* What the task requires: Turn the records from the line containing "Note: annotate every instance of the sky" through the end of the records into a JSON list of strings, one string per line, with blank lines left out.
━━ Records shown ━━
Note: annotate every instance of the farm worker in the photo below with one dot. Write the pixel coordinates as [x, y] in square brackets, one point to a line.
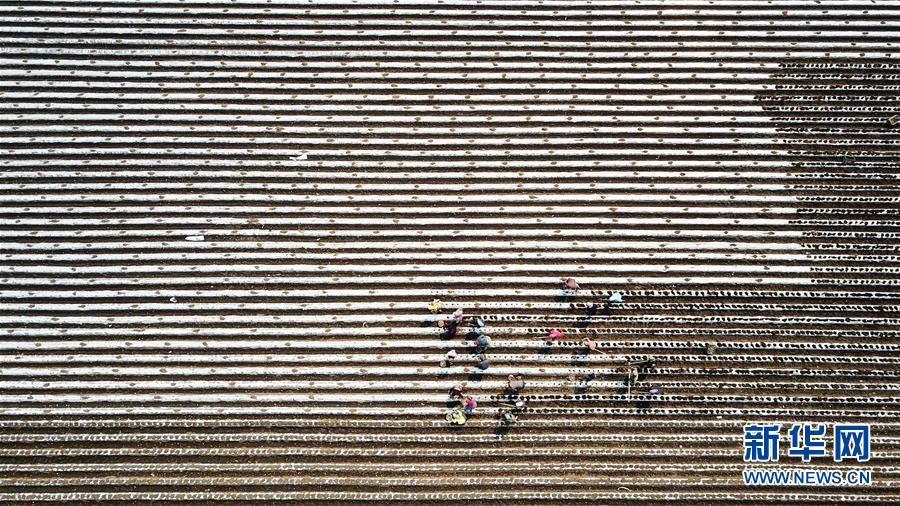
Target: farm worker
[469, 405]
[570, 283]
[449, 358]
[456, 417]
[483, 342]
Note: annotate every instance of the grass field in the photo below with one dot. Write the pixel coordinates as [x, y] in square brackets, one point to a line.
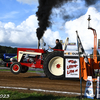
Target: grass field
[15, 95]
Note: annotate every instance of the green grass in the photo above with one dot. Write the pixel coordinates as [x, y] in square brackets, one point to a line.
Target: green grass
[15, 95]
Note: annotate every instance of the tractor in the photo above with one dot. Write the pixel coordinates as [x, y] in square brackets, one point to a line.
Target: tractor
[58, 63]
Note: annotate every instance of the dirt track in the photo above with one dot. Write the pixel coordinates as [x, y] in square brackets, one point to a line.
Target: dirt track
[39, 81]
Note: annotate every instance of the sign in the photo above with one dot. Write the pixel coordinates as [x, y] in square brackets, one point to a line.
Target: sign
[98, 88]
[89, 88]
[71, 53]
[71, 68]
[98, 43]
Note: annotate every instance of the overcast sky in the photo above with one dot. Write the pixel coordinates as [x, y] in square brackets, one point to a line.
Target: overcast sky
[18, 23]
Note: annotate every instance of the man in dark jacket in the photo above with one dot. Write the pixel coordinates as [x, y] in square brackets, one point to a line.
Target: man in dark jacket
[58, 45]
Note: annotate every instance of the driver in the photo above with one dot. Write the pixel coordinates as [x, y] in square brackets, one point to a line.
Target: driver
[58, 45]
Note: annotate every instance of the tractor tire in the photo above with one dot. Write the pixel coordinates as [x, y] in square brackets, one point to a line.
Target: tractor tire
[53, 65]
[16, 68]
[24, 69]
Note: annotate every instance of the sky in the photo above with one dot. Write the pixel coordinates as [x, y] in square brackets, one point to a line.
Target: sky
[18, 23]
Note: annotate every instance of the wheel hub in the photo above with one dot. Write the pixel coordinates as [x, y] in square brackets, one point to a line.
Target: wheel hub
[58, 66]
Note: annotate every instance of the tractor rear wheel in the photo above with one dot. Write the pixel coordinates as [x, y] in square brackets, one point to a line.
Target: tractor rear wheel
━━━
* Reply:
[
  "Note: annotate every instance of the sky in the photo above with one dot. Write the pixel coordinates as [x, y] in square brackets, one point to a line.",
  "Target: sky",
  "[18, 23]",
  "Note: annotate every instance of the wheel hub in the photo above with one dot. Write the pixel coordinates as [x, y] in square brackets, one point to a line.",
  "Target: wheel hub",
  "[58, 66]",
  "Note: annotate every instance of the tractor rear wheel in the photo above with one dot. Write the pixel coordinates as [x, y] in square brackets, one point to a line.",
  "Target: tractor rear wheel"
]